• [TASK DETAILS] Reproduce the data from the line containing "In the picture above, where can the green" through the end of the data, both ends included and the request line kept as is. Multiply every point coordinate in the answers by 0.9 and round each result to a whole number, rounding halves up.

(Records from a dataset)

<<<<

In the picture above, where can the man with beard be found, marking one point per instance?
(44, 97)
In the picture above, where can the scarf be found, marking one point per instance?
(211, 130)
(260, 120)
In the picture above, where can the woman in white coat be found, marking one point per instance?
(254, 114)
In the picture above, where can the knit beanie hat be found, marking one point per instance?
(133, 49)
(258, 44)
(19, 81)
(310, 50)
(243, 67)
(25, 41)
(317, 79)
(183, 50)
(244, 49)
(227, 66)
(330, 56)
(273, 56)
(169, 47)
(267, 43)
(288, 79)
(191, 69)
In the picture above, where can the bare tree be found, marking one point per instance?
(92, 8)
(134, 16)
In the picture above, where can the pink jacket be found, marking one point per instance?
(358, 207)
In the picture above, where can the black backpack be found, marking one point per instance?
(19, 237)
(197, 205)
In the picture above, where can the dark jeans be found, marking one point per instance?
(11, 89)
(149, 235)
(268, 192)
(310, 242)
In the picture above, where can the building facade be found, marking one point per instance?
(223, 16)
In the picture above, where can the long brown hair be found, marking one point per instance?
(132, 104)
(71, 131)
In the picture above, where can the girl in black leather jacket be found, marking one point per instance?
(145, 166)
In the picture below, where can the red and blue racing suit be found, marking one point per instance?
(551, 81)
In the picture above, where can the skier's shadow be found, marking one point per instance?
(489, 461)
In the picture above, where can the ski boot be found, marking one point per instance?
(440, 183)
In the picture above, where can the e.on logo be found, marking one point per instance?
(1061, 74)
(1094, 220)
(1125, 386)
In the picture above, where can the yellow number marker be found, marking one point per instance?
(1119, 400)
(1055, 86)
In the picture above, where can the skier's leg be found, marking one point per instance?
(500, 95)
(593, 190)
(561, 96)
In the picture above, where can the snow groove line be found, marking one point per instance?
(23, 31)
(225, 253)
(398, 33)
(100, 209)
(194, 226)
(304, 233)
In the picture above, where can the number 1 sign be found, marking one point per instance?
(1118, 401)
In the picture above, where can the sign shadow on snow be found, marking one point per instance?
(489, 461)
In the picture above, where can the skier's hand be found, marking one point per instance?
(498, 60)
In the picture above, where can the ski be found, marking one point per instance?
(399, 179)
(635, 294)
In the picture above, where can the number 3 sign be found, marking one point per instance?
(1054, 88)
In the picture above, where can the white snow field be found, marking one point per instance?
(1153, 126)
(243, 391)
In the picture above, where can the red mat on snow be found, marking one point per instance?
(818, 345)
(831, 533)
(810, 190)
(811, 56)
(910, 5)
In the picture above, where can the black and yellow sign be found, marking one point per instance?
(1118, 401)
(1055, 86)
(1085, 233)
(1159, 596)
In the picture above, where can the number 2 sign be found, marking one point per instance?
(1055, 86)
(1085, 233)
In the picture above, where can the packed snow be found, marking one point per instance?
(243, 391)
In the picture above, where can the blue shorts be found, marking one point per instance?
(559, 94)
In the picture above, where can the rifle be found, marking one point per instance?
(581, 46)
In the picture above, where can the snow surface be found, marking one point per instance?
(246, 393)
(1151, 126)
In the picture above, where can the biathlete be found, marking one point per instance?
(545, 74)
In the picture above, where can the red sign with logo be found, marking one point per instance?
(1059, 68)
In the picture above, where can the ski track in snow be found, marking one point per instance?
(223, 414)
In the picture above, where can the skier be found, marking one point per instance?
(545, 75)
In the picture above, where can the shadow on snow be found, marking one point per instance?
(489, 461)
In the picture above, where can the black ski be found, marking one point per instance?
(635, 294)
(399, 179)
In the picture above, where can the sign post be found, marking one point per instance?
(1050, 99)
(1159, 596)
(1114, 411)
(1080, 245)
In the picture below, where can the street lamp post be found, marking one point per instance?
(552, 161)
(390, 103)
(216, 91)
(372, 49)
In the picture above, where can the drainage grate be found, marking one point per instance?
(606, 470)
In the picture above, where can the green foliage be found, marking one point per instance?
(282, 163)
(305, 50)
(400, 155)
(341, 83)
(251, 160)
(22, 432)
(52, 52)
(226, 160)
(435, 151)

>>>>

• [ANSWER IN FULL]
In the picture above, where can the green foliage be found, marking one point per instance?
(254, 147)
(275, 45)
(360, 140)
(307, 75)
(226, 144)
(20, 389)
(47, 47)
(203, 144)
(392, 136)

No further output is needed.